**Goal:**
Write out, word for word, the part of the commentary on George Bush's 1992 reelection chances from "IN LAST SUNDAY'S" to "for a story.".

**Excerpt provided:**
THE BIG JOKE in Washington these days is that the 9 percent of survey respondents who don't give George Bush a favorable approval rating are all considering running for the Democratic nomination.

Judging from most of the recent pre-election commentary, this is not much of an exaggeration. Very few people seem to think Bush can be defeated in 1992. The solid Democratic base of Blacks, liberals and the aged will deliver about 40 percent of the votes to the Democrats. Depending on the savvy and skill of their candidate, another 5 to 7 percent may fall the Democrats' way. But Bush basically has it locked up. So goes the conventional wisdom.

And it's never been sillier.

IN LAST SUNDAY'S Boston Globe, Martin F. Nolan even trotted out some nonsense suggesting that George Bush could inaugurate a second "era of good feelings (a la James Monroe in 1820) by naming Democratic Sen. Albert Gore Jr. '69 of Tennessee as his '92 running mate. Time Magazine ran a bizarre piece last week proposing that the Democrats nominate Bush with a Democratic running mate. The pundits are desperate for a story.

But George Bush is not invincible. In fact, those within the reelection campaign hierarchy fear a Democratic surprise. William B. Lacy, who ran the successful Bush campaign in California in 1988, said this week that the Democrats can bounce back in '92. And Bush is still having problems in Washington.

Just two weeks ago, Gen. H. Norman Schwarzkopf dropped a bombshell when he questioned Bush's decision to keep the war out of Baghdad. Democrats have much to gain from jumping on the "Save the Kurds" bandwagon. Bush's reputation as a foreign policy guru should last about as long as the Kurds did against Saddam's helicopter gunships.

Such behind-the-scenes wrangling is reminiscent of last fall, when many Republicans refused to return one another's phone calls over the budget debacle. Bush's turnaround on taxes and his poor handling of party infighting dropped his approval ratings and wilted people's faith in his ability to negotiate Washington battles.

Any political junkie will acknowledge that a year in politics is an eternity. George Bush will not be allowed to fight the war straight through 1992. A long war could have been great for the president--it would have kept the electorate's mind off the deficit, the recession, higher taxes. But, thankfully, the war was short, and now is the time for Democrats to attack.

**Data extract:**
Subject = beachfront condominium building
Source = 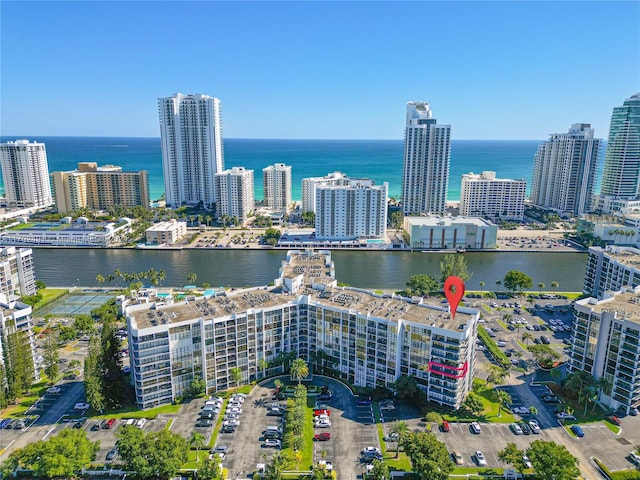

**Final answer:**
IN LAST SUNDAY'S Boston Globe, Martin F. Nolan even trotted out some nonsense suggesting that George Bush could inaugurate a second "era of good feelings (a la James Monroe in 1820) by naming Democratic Sen. Albert Gore Jr. '69 of Tennessee as his '92 running mate. Time Magazine ran a bizarre piece last week proposing that the Democrats nominate Bush with a Democratic running mate. The pundits are desperate for a story.